Task instructions: Please give the percentage of people opposed to the farm in the April 2019 exit poll described in the text about COAST and the Arran salmon farm.

━━ Document extract

Combine all of the above with the prospect of spoiling a beautiful natural landscape, which one can easily find on the Isle of Arran, and the push for an intensive salmon farm was hardly going to be popular. As evidenced by an exit poll that COAST organised in April 2019, following public talks with the SCC, which revealed 89% were opposed to the farm while 10% were undecided and 1% were in favour. And it didn’t take long for the subsequent petition against the farm to accumulate signatures from the majority of the island’s permanent residents, followed by protest banners and a human chain demonstration later that year. You can’t get a much clearer answer than that. 

But let us not forget that you also need evidence to show that NTZs and MPAs actually work, otherwise what would you have engage with? As previously mentioned, Howard and Don already had the local knowledge and experience during COAST’s early years, but strong scientific evidence required the use of rigorous survey techniques and the accurate identification of species on the seabed. Fortunately, the Marine Conservation Society (MCS) were happy and willing to provide the necessary Seasearch training for local divers. The subsequent data they collected proved to be a major asset in the aforementioned 2004 campaign against the sewage pipe in Lamlash Bay. In more recent years, the monitoring work has continued, with COAST even acquiring their own vessel in 2022 for research and outreach purposes.

━━━━
━━ Given information

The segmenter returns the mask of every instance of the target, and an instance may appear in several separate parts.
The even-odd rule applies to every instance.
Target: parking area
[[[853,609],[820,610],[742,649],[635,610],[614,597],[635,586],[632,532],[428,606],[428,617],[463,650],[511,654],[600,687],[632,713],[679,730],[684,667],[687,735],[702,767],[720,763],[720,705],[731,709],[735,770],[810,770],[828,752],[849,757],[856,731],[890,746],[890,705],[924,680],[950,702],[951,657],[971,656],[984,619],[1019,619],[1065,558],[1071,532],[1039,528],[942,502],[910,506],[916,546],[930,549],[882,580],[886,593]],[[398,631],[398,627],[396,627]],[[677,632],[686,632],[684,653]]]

━━━━

Task response: 89%